■ Extrait du document:
####

La série The Good Place nous propose de suivre les (més)aventures d’Eleanor, archétype de la peste égocentrique, propulsée par erreur au Bon Endroit, une allégorie américanisée du paradis. Dès qu’elle se rend compte de la méprise, elle n’a de cesse de chercher à y mériter sa place, avec l’aide de Chidi, professeur d’éthique. Une comédie morale donc, où l’on reprend les bases de philo, qui ont torturé certain-e-s d’entre nous au lycée.

 

The Good Place, série télévisée américaine créée par Michael Schur, relate les péripéties d’Eleanor (Kristen Bell), une Américaine stéréotypée, superficielle et égoïste, qui se retrouve au Bon Endroit (« Good Place ») par erreur après son décès. Michael (Ted Danson), l’ange architecte de ce lieu, en est en quelque sorte le maire. Eleanor doit alors cohabiter avec l’âme sœur qui a été choisie pour elle, Chidi (William Jackson Harper), un ennuyeux professeur de philosophie morale, et composer avec ses voisin-e-s, Tahani (Jameela Jamil), une riche organisatrice de soirées pour philanthropes, et Jianyu (Manny Jacinto), un moine bouddhiste ayant fait vœu de silence.

####

■ Éléments du jeu de données:

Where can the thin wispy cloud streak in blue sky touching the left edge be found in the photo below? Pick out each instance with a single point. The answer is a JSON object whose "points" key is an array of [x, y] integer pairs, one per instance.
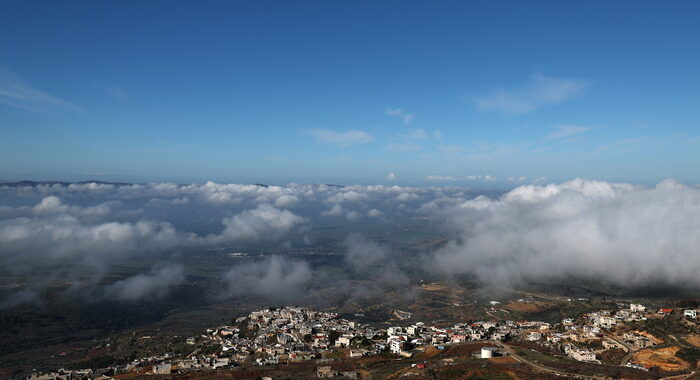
{"points": [[16, 93]]}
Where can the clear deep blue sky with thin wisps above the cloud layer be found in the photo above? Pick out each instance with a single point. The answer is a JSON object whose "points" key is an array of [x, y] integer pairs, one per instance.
{"points": [[480, 93]]}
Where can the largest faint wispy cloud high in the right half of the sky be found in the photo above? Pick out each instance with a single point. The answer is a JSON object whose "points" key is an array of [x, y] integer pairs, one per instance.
{"points": [[540, 92]]}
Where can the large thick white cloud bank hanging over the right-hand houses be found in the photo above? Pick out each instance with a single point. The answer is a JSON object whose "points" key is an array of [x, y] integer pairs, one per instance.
{"points": [[616, 233]]}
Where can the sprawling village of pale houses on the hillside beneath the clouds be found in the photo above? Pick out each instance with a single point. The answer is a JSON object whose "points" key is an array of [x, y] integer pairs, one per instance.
{"points": [[293, 334]]}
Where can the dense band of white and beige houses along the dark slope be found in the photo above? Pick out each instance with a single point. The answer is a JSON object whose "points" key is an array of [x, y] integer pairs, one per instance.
{"points": [[289, 334]]}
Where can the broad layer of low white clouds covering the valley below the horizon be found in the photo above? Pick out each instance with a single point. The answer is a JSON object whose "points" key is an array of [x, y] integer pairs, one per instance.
{"points": [[621, 234]]}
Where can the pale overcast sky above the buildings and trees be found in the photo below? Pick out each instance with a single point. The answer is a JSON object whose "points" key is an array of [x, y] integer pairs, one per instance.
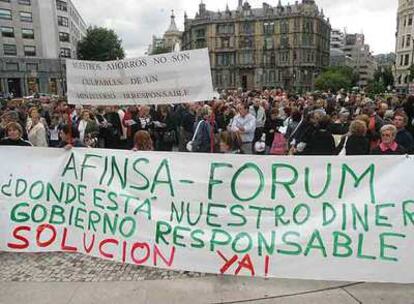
{"points": [[135, 21]]}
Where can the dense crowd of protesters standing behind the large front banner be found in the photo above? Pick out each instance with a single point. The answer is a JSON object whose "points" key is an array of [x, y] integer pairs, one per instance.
{"points": [[269, 122]]}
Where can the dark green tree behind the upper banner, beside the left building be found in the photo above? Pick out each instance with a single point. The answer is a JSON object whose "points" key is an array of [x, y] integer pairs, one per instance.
{"points": [[100, 44]]}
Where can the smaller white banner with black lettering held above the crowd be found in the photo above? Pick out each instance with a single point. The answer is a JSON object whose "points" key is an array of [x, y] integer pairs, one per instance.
{"points": [[161, 79]]}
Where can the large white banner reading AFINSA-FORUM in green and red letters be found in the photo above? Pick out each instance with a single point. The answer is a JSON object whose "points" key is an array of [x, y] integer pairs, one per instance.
{"points": [[326, 218]]}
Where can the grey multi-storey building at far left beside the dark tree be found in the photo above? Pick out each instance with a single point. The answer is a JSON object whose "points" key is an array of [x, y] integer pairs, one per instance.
{"points": [[36, 36]]}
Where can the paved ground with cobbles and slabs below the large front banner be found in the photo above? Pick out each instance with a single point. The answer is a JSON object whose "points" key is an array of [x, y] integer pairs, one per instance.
{"points": [[76, 279]]}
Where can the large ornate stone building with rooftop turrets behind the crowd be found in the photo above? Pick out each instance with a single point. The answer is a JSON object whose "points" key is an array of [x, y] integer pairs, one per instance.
{"points": [[267, 47]]}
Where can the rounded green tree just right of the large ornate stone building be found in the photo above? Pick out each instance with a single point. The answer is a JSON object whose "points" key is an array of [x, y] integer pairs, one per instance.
{"points": [[336, 78]]}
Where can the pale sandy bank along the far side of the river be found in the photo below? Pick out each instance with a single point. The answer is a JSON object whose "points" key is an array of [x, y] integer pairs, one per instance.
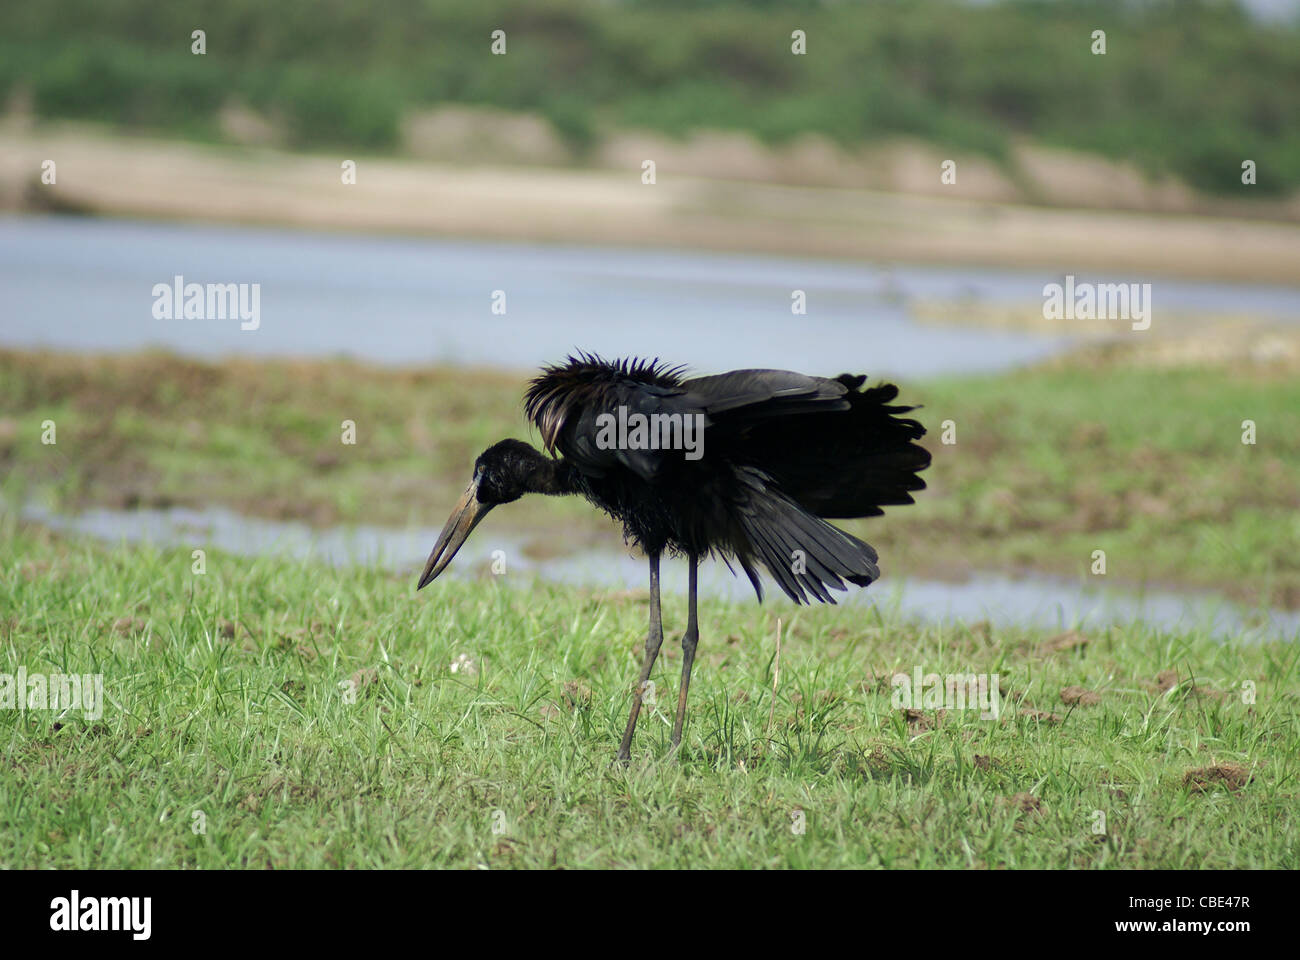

####

■ Consigne: Recopiez tel quel le passage du texte sur la série The Good Place, depuis « The Good Place, série » jusqu'à « vœu de silence. » inclus. Ces lignes n'interviennent en rien ici.

■ Résultat obtenu:
The Good Place, série télévisée américaine créée par Michael Schur, relate les péripéties d’Eleanor (Kristen Bell), une Américaine stéréotypée, superficielle et égoïste, qui se retrouve au Bon Endroit (« Good Place ») par erreur après son décès. Michael (Ted Danson), l’ange architecte de ce lieu, en est en quelque sorte le maire. Eleanor doit alors cohabiter avec l’âme sœur qui a été choisie pour elle, Chidi (William Jackson Harper), un ennuyeux professeur de philosophie morale, et composer avec ses voisin-e-s, Tahani (Jameela Jamil), une riche organisatrice de soirées pour philanthropes, et Jianyu (Manny Jacinto), un moine bouddhiste ayant fait vœu de silence.